======== Extrait choisi ========

Selon les plus récentes prévisions de FAC, les recettes monétaires agricoles pourraient grimper de 15,9 % pour atteindre 96 milliards de dollars en 2022, entraînées à la hausse par les prix élevés des produits de base et la perspective d’une nette amélioration des rendements des cultures. Ces résultats surpasseraient le sommet atteint en 2021, qui représentait lui-même une augmentation de 14,9 % par rapport à 2020. L’industrie agricole canadienne semble en bonne santé financière à en juger seulement par le revenu agricole brut. Même si les charges d’exploitation ont augmenté de 10 % en 2021, nous tirons la même conclusion. En 2021, le revenu monétaire net a atteint un sommet inégalé de 22,6 milliards de dollars, ce qui représente un bond de 29 % par rapport à 2020.

======== Données enregistrées ========

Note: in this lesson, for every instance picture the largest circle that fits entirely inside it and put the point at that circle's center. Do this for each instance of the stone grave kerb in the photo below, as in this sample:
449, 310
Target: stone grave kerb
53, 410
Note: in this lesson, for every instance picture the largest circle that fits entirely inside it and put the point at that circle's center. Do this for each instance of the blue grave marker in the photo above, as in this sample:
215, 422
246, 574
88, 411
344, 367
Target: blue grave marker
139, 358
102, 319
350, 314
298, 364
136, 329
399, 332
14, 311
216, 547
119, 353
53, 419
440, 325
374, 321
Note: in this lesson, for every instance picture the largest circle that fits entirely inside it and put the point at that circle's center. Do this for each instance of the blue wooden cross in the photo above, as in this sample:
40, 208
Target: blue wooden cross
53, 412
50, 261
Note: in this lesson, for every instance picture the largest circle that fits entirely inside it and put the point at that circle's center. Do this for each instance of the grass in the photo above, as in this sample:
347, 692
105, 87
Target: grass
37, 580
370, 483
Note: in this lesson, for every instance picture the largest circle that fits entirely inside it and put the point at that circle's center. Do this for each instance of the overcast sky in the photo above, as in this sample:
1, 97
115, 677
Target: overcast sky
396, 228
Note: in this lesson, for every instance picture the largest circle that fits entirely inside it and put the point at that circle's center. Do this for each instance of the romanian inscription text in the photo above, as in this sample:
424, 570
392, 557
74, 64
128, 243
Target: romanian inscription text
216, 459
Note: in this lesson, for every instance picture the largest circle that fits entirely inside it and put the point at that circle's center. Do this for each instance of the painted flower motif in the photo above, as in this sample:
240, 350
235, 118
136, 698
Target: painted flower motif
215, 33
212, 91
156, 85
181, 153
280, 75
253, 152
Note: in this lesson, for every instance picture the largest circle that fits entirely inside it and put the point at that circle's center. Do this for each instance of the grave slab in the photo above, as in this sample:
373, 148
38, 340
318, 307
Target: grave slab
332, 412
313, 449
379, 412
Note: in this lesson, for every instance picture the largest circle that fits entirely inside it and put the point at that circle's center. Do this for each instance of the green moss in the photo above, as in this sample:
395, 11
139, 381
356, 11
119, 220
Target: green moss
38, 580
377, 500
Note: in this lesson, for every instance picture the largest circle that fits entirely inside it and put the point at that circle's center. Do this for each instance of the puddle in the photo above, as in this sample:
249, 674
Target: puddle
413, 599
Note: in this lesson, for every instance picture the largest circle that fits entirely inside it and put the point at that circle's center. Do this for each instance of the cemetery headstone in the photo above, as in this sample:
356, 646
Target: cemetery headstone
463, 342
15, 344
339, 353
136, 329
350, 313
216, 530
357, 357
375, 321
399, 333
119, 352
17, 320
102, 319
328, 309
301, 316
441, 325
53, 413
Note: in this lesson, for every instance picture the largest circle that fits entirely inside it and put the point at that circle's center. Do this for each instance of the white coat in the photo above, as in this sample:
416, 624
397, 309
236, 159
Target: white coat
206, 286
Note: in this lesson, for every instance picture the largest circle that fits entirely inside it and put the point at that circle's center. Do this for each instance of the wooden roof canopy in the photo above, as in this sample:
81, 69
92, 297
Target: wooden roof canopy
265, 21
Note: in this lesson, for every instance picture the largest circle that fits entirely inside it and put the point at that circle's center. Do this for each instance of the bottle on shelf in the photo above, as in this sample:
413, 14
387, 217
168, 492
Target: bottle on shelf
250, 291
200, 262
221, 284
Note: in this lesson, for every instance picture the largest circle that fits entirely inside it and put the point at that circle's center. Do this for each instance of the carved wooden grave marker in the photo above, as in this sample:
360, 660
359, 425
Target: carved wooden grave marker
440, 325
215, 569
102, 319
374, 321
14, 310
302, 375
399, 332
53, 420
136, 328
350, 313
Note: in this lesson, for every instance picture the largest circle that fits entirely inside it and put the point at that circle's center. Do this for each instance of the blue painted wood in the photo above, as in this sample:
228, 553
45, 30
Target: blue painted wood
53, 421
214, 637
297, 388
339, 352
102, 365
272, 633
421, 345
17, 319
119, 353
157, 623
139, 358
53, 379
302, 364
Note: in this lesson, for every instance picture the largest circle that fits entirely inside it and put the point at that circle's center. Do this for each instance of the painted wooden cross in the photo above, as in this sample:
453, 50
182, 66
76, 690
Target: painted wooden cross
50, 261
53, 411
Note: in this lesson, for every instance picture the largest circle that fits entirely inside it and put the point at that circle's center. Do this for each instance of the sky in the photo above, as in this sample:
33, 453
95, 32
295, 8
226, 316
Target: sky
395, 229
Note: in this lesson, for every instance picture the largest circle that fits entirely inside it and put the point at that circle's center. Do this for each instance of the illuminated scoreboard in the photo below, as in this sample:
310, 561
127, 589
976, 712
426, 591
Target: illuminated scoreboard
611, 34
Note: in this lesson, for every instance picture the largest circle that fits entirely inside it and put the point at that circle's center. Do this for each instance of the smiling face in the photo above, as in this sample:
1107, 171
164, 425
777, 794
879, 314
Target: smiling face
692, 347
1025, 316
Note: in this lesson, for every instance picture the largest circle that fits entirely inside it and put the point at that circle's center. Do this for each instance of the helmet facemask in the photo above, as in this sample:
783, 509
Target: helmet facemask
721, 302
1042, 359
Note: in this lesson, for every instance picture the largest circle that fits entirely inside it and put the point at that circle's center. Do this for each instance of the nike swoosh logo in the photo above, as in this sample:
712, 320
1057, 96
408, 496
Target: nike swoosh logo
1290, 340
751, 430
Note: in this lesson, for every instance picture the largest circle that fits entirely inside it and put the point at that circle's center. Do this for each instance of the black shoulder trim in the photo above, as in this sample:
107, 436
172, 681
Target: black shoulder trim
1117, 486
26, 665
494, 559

========

[Exercices]
1 – Relevez tous les pourcentages cités dans l'extrait sur les recettes agricoles canadiennes.
2 – Condensez en liste le paragraphe de l'extrait qui commence par « Selon les plus récentes prévisions », sans perdre ses faits principaux.
3 – Reprenez l'extrait sur les recettes agricoles canadiennes à la suite de sa dernière phrase.
Les enregistrements n'ont aucun rôle ici.

[Réponses dans l'ordre]
1 – 15,9 %, 14,9 %, 10 %, 29 %

2 –
- Selon FAC, les recettes monétaires agricoles pourraient augmenter de 15,9 % et atteindre 96 milliards de dollars en 2022, grâce aux prix élevés des produits de base et à des rendements nettement meilleurs.
- Ce résultat dépasserait le sommet de 2021, lui-même en hausse de 14,9 % sur 2020.
- D'après le revenu agricole brut, l'industrie agricole canadienne semble en bonne santé financière, même avec des charges d'exploitation en hausse de 10 % en 2021.
- En 2021, le revenu monétaire net a atteint un record de 22,6 milliards de dollars, soit 29 % de plus qu'en 2020.

3 –
Cependant, le contexte d’exploitation du secteur agricole évolue rapidement et les pressions inflationnistes soutenues auxquelles sont assujettis les prix des intrants agricoles assombrissent les perspectives. En glissement annuel, les prix des engrais ont grimpé d’au moins 50 %, voire beaucoup plus dans certains cas. Le coût du carburant agricole a augmenté de 35 % et la Banque du Canada a relevé son taux de financement à un jour de 1,25 % sur une période de trois mois; d’autres hausses de 0,50 % sont à prévoir en juillet, en septembre et en octobre. Sachant que la dette agricole en cours a progressé de 7,1 % et atteint 129 milliards de dollars à la fin de 2021, est-ce que le risque financier que court l’industrie agricole canadienne est fortement élevé dans le contexte inflationniste actuel?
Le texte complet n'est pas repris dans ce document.